◆ Tâches à réaliser:
1. D'après l'extrait d'entretien sur la GP, pourquoi le volet Palestine-Israël a-t-il pesé plus lourd dans le cas de la GP ? Répondez en une à trois phrases.
2. Dans l'extrait d'entretien sur la GP, sous quel autre nom Benny Lévy est-il désigné ?

◆ Extrait du document:
-----

EH : Glucksmann, et BHL ?

AB : Bernard-Henri Lévy, comme vous pouvez l’imaginer, n’a jamais été un mao bien convaincu, plutôt un sympathisant. Mais il y a eu Olivier Rolin, qui a donné là-dedans au niveau littéraire. Et d’autres, qui avaient été des militants ou des sympathisants de la GP, comme Jean-Claude Milner, qui, dès Les Noms indiscrets, donc dans les années quatre-vingt, soutenait que les libertés formelles étaient quelque chose avec quoi on ne pouvait pas plaisanter, et qu’il convenait d’appeler « génocide » l’affaire cambodgienne. Mais Milner forme la transition avec ma troisième entrée.

Il s’agit cette fois de la longue histoire Palestine-Israël, la question du nom juif, etc. Ce volet a été d’autant plus important dans le cas de la GP que le personnage central était Benny Lévy, alias Pierre Victor. Il était le chef charismatique de la GP, qui de surcroît pouvait se réclamer d’un adoubement de Sartre. C’était quelqu’un qui avait une très grande capacité de séduction intellectuelle et une grande violence, et l’ensemble a fasciné nombre de militants avant de séduire Sartre. Ce troisième volet ne s’est pas présenté comme les autres, comme un retournement politique visible, une renégation, mais comme l’idée que quelque chose était supérieur à la politique. Benny Lévy a pu déclarer, en substance, que finalement il ne s’était jamais intéressé qu’à une chose, l’absolu, et que son engagement dans la GP était une approximation fallacieuse de cet absolu. Il s’est en somme converti en un sens précis : de la politique progressiste à l’étude juive. A ses yeux de converti, l’engagement politique révolutionnaire est apparu non seulement comme seconde et limité, mais comme fourvoyé. Ce qui en définitive reconstituait une forme sophistiquée de renégation. Beaucoup de gens issus de la GP ont suivi cette entrée-là. Non pas certes jusqu’au point où Benny Lévy l’a poussée, faisant de la religion et de l’être-juif le centre organisateur de l’existence. Mais – et cela qu’ils soient juifs ou non, ce n’est pas la démarcation significative – en faisant de l’extermination des Juifs d’Europe et du nom « Juif » les emblèmes auxquels, contre toute radicalité politique finalement totalitaire, il convenait de se rallier. Se sont engouffrés dans cette symbolique tous ceux que tarabustait depuis longtemps la question d’Israël et ceux qui, à partir d’un certain moment, pour des raisons souvent internes (être anti-musulman est toujours très proche, aujourd’hui, de la « crainte des masses », de la peur des banlieues et des pauvres), sont devenus anti-arabes. Un rôle non négligeable a été joué, dans cette triste affaire, par un républicanisme professoral, fait de laïcité aussi combattante que faisandée, et par un féminisme de pacotille. Tous ingrédients dont seuls Le Pen d’abord et Sarkozy ensuite ont tiré des bénéfices politiques.

-----

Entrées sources
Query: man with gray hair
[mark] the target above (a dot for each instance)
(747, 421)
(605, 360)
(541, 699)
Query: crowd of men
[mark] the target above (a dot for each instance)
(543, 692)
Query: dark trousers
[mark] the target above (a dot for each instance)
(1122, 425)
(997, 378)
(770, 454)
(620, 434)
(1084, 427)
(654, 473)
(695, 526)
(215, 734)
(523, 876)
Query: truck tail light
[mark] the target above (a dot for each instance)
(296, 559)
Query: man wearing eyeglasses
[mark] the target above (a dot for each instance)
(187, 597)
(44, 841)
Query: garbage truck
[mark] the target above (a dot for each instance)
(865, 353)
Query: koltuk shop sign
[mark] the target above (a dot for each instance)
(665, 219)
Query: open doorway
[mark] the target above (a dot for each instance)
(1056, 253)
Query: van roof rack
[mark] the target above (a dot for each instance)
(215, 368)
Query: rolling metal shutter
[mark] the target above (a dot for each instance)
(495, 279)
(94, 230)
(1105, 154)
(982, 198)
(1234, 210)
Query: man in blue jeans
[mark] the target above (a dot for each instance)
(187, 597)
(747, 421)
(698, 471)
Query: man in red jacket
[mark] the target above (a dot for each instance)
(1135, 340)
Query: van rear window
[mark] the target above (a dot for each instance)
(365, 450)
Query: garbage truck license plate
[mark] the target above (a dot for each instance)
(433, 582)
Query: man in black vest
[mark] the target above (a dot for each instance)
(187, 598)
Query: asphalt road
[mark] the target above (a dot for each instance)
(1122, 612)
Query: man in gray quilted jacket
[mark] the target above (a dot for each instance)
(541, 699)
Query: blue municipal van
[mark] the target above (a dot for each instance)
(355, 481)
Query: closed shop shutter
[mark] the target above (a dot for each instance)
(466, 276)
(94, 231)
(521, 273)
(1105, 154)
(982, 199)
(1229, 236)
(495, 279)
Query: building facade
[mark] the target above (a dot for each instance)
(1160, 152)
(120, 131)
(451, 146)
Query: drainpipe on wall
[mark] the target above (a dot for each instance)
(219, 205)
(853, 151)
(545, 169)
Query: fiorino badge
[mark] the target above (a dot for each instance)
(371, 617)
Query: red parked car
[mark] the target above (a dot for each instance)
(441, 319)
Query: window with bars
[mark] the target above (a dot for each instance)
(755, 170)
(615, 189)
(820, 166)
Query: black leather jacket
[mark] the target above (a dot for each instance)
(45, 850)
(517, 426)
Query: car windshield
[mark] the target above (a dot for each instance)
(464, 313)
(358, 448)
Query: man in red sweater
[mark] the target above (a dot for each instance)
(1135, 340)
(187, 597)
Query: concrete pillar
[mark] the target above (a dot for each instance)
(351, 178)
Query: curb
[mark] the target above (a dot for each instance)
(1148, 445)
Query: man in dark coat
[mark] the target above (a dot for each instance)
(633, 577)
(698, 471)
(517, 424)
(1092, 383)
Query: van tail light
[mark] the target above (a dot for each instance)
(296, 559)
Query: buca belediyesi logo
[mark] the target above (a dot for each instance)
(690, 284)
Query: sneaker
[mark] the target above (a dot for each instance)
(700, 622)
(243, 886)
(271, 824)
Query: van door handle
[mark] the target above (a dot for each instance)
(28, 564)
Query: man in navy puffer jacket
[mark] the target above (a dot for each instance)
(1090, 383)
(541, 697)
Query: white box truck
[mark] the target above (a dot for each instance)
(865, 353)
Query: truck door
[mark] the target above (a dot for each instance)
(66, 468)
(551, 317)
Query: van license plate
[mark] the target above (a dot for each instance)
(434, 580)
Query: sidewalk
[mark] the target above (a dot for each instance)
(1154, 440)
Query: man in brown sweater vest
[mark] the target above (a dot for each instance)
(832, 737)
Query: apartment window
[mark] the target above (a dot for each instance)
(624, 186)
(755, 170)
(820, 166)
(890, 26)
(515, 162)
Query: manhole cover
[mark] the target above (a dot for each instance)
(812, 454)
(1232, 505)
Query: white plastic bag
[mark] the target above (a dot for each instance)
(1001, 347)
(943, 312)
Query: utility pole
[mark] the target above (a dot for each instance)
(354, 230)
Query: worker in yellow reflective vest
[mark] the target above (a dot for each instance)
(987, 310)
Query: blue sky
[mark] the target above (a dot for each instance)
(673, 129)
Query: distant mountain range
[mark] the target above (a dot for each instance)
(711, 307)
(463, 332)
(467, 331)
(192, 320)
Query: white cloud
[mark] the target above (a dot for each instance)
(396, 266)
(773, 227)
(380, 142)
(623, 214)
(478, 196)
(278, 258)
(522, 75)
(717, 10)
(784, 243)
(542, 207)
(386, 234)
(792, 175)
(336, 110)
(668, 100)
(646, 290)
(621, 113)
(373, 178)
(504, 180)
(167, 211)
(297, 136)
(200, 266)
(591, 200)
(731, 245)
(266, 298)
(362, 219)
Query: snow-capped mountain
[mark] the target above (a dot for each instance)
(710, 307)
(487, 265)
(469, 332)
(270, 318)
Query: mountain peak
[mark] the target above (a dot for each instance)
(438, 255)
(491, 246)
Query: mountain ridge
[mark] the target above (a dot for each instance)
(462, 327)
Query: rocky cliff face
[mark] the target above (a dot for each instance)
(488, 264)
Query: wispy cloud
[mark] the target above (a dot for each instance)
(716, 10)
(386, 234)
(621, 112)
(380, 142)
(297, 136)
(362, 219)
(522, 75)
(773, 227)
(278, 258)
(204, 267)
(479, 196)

-----

◆ Réponses dans l'ordre:
1. Ce volet a été d'autant plus important pour la GP que son personnage central était Benny Lévy, alias Pierre Victor. Il en était le chef charismatique et pouvait de surcroît se réclamer d'un adoubement de Sartre.

2. Pierre Victor.